Stored data
----
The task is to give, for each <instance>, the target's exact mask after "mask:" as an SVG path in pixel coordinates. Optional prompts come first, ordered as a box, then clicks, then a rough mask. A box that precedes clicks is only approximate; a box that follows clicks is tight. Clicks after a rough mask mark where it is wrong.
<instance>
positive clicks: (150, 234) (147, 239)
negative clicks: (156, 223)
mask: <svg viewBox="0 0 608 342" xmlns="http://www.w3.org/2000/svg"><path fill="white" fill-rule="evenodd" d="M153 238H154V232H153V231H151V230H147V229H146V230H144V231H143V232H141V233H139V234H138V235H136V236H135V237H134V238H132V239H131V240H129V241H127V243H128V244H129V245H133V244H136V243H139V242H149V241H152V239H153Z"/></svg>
----
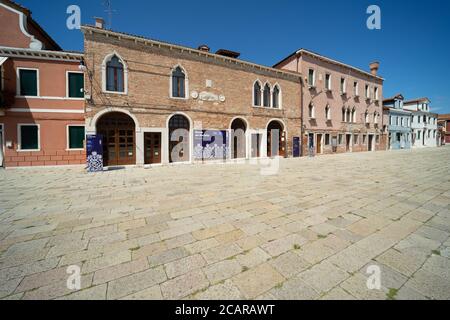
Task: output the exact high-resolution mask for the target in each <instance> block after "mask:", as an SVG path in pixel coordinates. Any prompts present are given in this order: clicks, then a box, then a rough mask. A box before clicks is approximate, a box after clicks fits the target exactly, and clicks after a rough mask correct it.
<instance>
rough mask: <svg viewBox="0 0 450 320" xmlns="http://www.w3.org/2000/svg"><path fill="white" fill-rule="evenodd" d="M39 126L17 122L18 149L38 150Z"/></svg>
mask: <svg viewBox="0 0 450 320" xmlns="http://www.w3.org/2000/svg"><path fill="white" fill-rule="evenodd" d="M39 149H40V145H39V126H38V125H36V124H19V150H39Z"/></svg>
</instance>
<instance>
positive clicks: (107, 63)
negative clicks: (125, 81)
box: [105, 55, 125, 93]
----
▸ **Work instructions**:
State how many lines of the items contain the string "negative", matching case exactly. Reply with the number alone.

▸ **Answer section**:
2